Tujuan yang ingin dicapai dalam berijtihad adalah mengerti dan memahami nilai-nilai yang obyektif dari Allah.  Seorang mujahid harus jujur dalam melakukan ijtihadnya,. Kalau ada tanggapan yang dinilai lebih obyektif harus diakui secara jujur. Tidak perlu seorang mujahid merasa sangsi untuk mencabut, atau meralat kesalahannya. Pengertian tentang keIslamannya yang ada selama ini harus dikaji. Buku-buku standar yang dipergunakan khususnya terjemahan al-Qur’an bukan mutlak sifatnya. Dengan demikian apabila ada pemahaman mengenai al-Qur’anyang tidak sama dengan yang ada, harus diperhatikan dan dipelajari dengan baik.

Ukuran salah benar tentang keislaman bukan berdasarkan keyakinan mayoritas pendapat yang dijadikan standar. Justru merombak alam fikiran yang mayoritas tetapi tidak benar, inilah yang menjadi tujuan ijtihad. Apabila tidak demikian, maka namanya bukan ijtihad melainkan ittiba’. Resiko sebagai seorang mujtahid akan mendapat tantangan dari berbagai pihak, yang telah mantap dengan ajaran-ajaran yang ada. Tantangan yang paling berat adalah dari para cendikiawan atau ulama yang telah berkarat dengan fanatisme madzab.

Semua peristiwa yang terjadi di dunia pasti ada aturannya dari Allah. Aturan Allah telah ditemukan secara qauliyah dalam al-Qur’an dan secara kauniyah pada alam semesta. Ketentuan Allah ini dapat ditemukan pada tiga kemungkinan yaitu :

a.       Dalam lafad al-Qur’an sesuai dengan yang disebutkan secara harfiah. Bentuk ini disebut ketentuan yang tersurat dalam al-Qur’an.
b.      Tidak ditemukan secara harfiah dalam lafad al-Qur’an, tetapi dapat ditemukan melalui makna yang tersirat dari lafad yang disebut dalam al-Qur’an.
c.       Tidak dapat ditemukan baik dari lafad maupun dari makna tersirat yang ada dalam al-Qur’an, tetapi dapat ditemukan dalam realitas pada ciptaan-Nya.

§ BARIS DATA:

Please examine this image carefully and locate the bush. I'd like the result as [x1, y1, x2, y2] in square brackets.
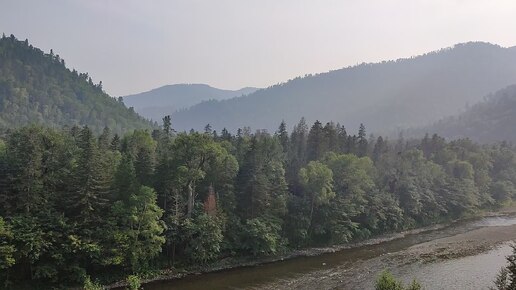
[126, 275, 142, 290]
[83, 276, 104, 290]
[375, 270, 423, 290]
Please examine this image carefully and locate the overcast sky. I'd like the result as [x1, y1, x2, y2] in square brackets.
[0, 0, 516, 96]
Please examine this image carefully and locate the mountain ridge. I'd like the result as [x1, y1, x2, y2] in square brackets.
[420, 83, 516, 143]
[0, 34, 154, 133]
[123, 84, 259, 121]
[172, 42, 516, 133]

§ SOAL YANG DIBERIKAN 1: Menurut teks tentang ijtihad, apa tujuan yang ingin dicapai dalam berijtihad?
§ SOAL YANG DIBERIKAN 2: Ubah catatan menjadi CSV dua kolom bernama input dan output, mulai dari awal catatan dan berhenti setelah baris yang memuat "[375, 270, 423, 290]". Setiap baris CSV berisi sebuah teks dan jawabannya, masing-masing dalam satu kolom berkutip dengan pergantian baris diganti spasi, tanpa menyertakan gambar.

§ JAWABAN BENAR 1: Mengerti dan memahami nilai-nilai yang obyektif dari Allah.

§ JAWABAN BENAR 2:
input,output
"Please examine this image carefully and locate the bush. I'd like the result as [x1, y1, x2, y2] in square brackets.","[126, 275, 142, 290] [83, 276, 104, 290] [375, 270, 423, 290]"